[Work to be completed]:
Pick out each line of the data below that contains the word "fork", and copy those lines in full.
— begin Supplied data —
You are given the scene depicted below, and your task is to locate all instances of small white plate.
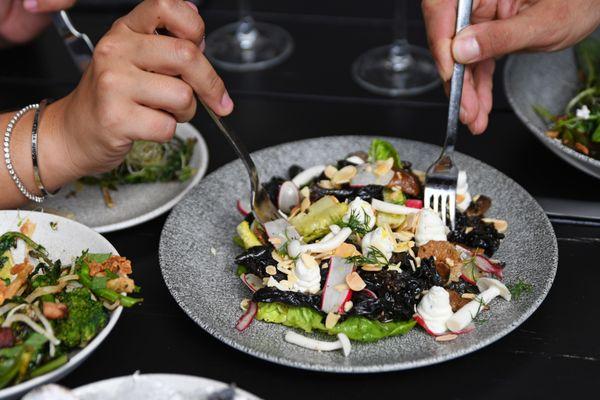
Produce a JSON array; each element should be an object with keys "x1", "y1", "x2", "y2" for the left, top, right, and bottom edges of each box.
[
  {"x1": 74, "y1": 374, "x2": 258, "y2": 400},
  {"x1": 0, "y1": 210, "x2": 122, "y2": 400},
  {"x1": 39, "y1": 123, "x2": 208, "y2": 233}
]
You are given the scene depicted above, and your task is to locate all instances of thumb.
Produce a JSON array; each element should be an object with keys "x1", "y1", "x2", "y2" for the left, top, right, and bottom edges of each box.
[{"x1": 452, "y1": 14, "x2": 537, "y2": 64}]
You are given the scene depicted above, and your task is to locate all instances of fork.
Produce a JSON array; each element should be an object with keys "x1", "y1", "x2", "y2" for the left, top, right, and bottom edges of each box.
[
  {"x1": 198, "y1": 98, "x2": 281, "y2": 224},
  {"x1": 423, "y1": 0, "x2": 473, "y2": 229}
]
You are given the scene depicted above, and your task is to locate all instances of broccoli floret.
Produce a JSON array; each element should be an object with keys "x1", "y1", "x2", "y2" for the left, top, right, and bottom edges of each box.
[{"x1": 54, "y1": 288, "x2": 108, "y2": 348}]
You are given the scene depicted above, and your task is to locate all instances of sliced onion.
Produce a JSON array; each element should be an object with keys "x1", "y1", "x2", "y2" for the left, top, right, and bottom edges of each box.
[{"x1": 235, "y1": 301, "x2": 258, "y2": 332}]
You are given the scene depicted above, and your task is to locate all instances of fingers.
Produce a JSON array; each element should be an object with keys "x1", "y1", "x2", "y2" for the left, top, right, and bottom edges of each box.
[
  {"x1": 132, "y1": 35, "x2": 233, "y2": 116},
  {"x1": 23, "y1": 0, "x2": 76, "y2": 13},
  {"x1": 118, "y1": 0, "x2": 204, "y2": 45},
  {"x1": 132, "y1": 71, "x2": 196, "y2": 122}
]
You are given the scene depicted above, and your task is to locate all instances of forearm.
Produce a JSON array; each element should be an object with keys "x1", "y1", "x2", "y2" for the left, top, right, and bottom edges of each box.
[{"x1": 0, "y1": 100, "x2": 79, "y2": 209}]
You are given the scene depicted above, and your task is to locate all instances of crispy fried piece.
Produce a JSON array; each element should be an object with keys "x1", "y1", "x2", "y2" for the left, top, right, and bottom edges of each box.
[
  {"x1": 448, "y1": 290, "x2": 471, "y2": 312},
  {"x1": 90, "y1": 256, "x2": 131, "y2": 276},
  {"x1": 417, "y1": 240, "x2": 462, "y2": 282}
]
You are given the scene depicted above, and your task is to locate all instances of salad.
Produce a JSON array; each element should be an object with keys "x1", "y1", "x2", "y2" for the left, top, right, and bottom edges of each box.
[
  {"x1": 0, "y1": 220, "x2": 142, "y2": 388},
  {"x1": 78, "y1": 136, "x2": 196, "y2": 208},
  {"x1": 535, "y1": 37, "x2": 600, "y2": 159},
  {"x1": 234, "y1": 139, "x2": 511, "y2": 354}
]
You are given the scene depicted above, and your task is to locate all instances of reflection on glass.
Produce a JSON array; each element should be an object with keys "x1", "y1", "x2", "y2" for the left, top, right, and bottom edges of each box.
[
  {"x1": 205, "y1": 0, "x2": 294, "y2": 71},
  {"x1": 352, "y1": 0, "x2": 440, "y2": 96}
]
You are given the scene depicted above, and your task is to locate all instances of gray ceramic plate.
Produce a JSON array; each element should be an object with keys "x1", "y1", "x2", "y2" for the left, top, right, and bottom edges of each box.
[
  {"x1": 0, "y1": 210, "x2": 122, "y2": 400},
  {"x1": 33, "y1": 124, "x2": 208, "y2": 232},
  {"x1": 160, "y1": 136, "x2": 558, "y2": 372},
  {"x1": 73, "y1": 374, "x2": 259, "y2": 400},
  {"x1": 504, "y1": 31, "x2": 600, "y2": 178}
]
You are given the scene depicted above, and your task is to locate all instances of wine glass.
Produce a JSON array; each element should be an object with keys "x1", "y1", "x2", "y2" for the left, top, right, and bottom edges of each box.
[
  {"x1": 205, "y1": 0, "x2": 294, "y2": 72},
  {"x1": 352, "y1": 0, "x2": 440, "y2": 96}
]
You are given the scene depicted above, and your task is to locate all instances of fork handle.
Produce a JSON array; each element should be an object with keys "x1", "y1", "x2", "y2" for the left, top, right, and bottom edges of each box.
[{"x1": 442, "y1": 0, "x2": 473, "y2": 155}]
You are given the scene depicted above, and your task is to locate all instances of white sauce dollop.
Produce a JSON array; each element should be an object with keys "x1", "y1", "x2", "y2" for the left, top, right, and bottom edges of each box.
[
  {"x1": 292, "y1": 257, "x2": 321, "y2": 294},
  {"x1": 361, "y1": 227, "x2": 396, "y2": 260},
  {"x1": 456, "y1": 171, "x2": 472, "y2": 212},
  {"x1": 342, "y1": 197, "x2": 375, "y2": 230},
  {"x1": 417, "y1": 286, "x2": 453, "y2": 335},
  {"x1": 415, "y1": 208, "x2": 447, "y2": 246}
]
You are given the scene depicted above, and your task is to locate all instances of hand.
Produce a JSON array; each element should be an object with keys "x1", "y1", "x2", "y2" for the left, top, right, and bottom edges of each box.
[
  {"x1": 422, "y1": 0, "x2": 600, "y2": 134},
  {"x1": 40, "y1": 0, "x2": 233, "y2": 185},
  {"x1": 0, "y1": 0, "x2": 76, "y2": 44}
]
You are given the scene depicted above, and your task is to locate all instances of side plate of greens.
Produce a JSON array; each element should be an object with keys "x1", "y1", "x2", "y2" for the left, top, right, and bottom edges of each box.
[
  {"x1": 32, "y1": 123, "x2": 209, "y2": 232},
  {"x1": 0, "y1": 210, "x2": 141, "y2": 400}
]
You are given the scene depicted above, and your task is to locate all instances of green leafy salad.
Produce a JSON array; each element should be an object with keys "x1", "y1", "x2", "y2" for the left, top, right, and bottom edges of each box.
[
  {"x1": 234, "y1": 139, "x2": 511, "y2": 354},
  {"x1": 80, "y1": 136, "x2": 197, "y2": 207},
  {"x1": 0, "y1": 227, "x2": 142, "y2": 388},
  {"x1": 535, "y1": 37, "x2": 600, "y2": 159}
]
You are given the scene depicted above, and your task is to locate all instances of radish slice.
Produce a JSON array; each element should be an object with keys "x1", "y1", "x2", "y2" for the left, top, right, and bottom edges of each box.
[
  {"x1": 240, "y1": 274, "x2": 265, "y2": 293},
  {"x1": 321, "y1": 257, "x2": 354, "y2": 314},
  {"x1": 237, "y1": 199, "x2": 252, "y2": 217},
  {"x1": 277, "y1": 181, "x2": 300, "y2": 214},
  {"x1": 292, "y1": 165, "x2": 325, "y2": 188},
  {"x1": 350, "y1": 166, "x2": 395, "y2": 187},
  {"x1": 475, "y1": 254, "x2": 503, "y2": 279},
  {"x1": 235, "y1": 301, "x2": 258, "y2": 332},
  {"x1": 404, "y1": 199, "x2": 423, "y2": 208}
]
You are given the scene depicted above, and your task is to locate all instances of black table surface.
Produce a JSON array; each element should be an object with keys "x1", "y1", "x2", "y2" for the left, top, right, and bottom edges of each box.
[{"x1": 0, "y1": 0, "x2": 600, "y2": 399}]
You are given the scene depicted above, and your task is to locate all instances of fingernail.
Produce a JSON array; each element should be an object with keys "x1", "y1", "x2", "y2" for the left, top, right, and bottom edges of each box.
[
  {"x1": 185, "y1": 1, "x2": 198, "y2": 12},
  {"x1": 23, "y1": 0, "x2": 38, "y2": 11},
  {"x1": 452, "y1": 36, "x2": 481, "y2": 64},
  {"x1": 221, "y1": 92, "x2": 233, "y2": 110}
]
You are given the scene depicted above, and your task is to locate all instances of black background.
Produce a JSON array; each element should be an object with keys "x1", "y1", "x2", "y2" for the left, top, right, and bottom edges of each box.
[{"x1": 0, "y1": 0, "x2": 600, "y2": 399}]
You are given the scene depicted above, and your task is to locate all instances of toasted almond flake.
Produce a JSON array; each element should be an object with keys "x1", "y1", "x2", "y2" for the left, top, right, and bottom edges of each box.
[
  {"x1": 435, "y1": 333, "x2": 458, "y2": 342},
  {"x1": 240, "y1": 299, "x2": 250, "y2": 311},
  {"x1": 300, "y1": 253, "x2": 319, "y2": 268},
  {"x1": 344, "y1": 300, "x2": 354, "y2": 312},
  {"x1": 373, "y1": 157, "x2": 394, "y2": 176},
  {"x1": 265, "y1": 265, "x2": 277, "y2": 275},
  {"x1": 346, "y1": 271, "x2": 367, "y2": 292},
  {"x1": 331, "y1": 165, "x2": 356, "y2": 185},
  {"x1": 325, "y1": 312, "x2": 341, "y2": 329},
  {"x1": 360, "y1": 264, "x2": 383, "y2": 272},
  {"x1": 318, "y1": 180, "x2": 333, "y2": 189},
  {"x1": 333, "y1": 243, "x2": 356, "y2": 258},
  {"x1": 481, "y1": 218, "x2": 508, "y2": 233},
  {"x1": 333, "y1": 283, "x2": 348, "y2": 292}
]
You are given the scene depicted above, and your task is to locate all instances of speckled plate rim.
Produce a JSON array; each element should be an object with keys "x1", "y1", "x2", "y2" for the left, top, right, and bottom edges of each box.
[
  {"x1": 503, "y1": 54, "x2": 600, "y2": 169},
  {"x1": 159, "y1": 135, "x2": 558, "y2": 374},
  {"x1": 73, "y1": 373, "x2": 259, "y2": 400},
  {"x1": 0, "y1": 210, "x2": 123, "y2": 399},
  {"x1": 91, "y1": 122, "x2": 209, "y2": 233}
]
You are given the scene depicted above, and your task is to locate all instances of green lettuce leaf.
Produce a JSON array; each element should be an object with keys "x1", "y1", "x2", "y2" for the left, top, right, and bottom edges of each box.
[
  {"x1": 256, "y1": 303, "x2": 415, "y2": 342},
  {"x1": 369, "y1": 139, "x2": 402, "y2": 168}
]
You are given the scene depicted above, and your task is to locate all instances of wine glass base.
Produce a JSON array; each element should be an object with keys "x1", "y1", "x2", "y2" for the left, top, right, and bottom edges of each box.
[
  {"x1": 204, "y1": 21, "x2": 294, "y2": 72},
  {"x1": 352, "y1": 45, "x2": 440, "y2": 96}
]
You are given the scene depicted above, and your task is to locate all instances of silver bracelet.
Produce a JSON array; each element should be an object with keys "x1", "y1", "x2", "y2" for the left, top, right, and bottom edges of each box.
[
  {"x1": 4, "y1": 104, "x2": 46, "y2": 203},
  {"x1": 31, "y1": 99, "x2": 60, "y2": 198}
]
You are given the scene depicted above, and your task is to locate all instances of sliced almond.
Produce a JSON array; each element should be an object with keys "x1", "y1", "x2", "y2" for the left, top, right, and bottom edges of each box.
[
  {"x1": 482, "y1": 218, "x2": 508, "y2": 233},
  {"x1": 373, "y1": 157, "x2": 394, "y2": 176},
  {"x1": 300, "y1": 253, "x2": 319, "y2": 268},
  {"x1": 325, "y1": 312, "x2": 341, "y2": 329},
  {"x1": 323, "y1": 165, "x2": 338, "y2": 179},
  {"x1": 333, "y1": 243, "x2": 356, "y2": 258},
  {"x1": 265, "y1": 265, "x2": 277, "y2": 275},
  {"x1": 344, "y1": 300, "x2": 354, "y2": 312},
  {"x1": 346, "y1": 271, "x2": 367, "y2": 292},
  {"x1": 435, "y1": 333, "x2": 458, "y2": 342},
  {"x1": 331, "y1": 165, "x2": 356, "y2": 185}
]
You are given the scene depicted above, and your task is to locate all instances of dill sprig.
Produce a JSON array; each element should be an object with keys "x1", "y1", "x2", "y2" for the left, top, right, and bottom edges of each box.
[
  {"x1": 508, "y1": 279, "x2": 533, "y2": 300},
  {"x1": 346, "y1": 246, "x2": 390, "y2": 267},
  {"x1": 338, "y1": 210, "x2": 371, "y2": 235}
]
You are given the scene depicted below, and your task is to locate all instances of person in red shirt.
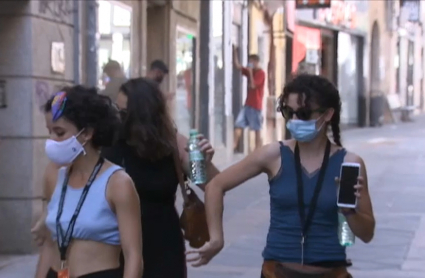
— end Supplied data —
[Result of this exercise]:
You are given the scene depicted above, and your task is to locate all instances of fork.
You are given the scene depicted above, and your task is to locate all instances of fork handle.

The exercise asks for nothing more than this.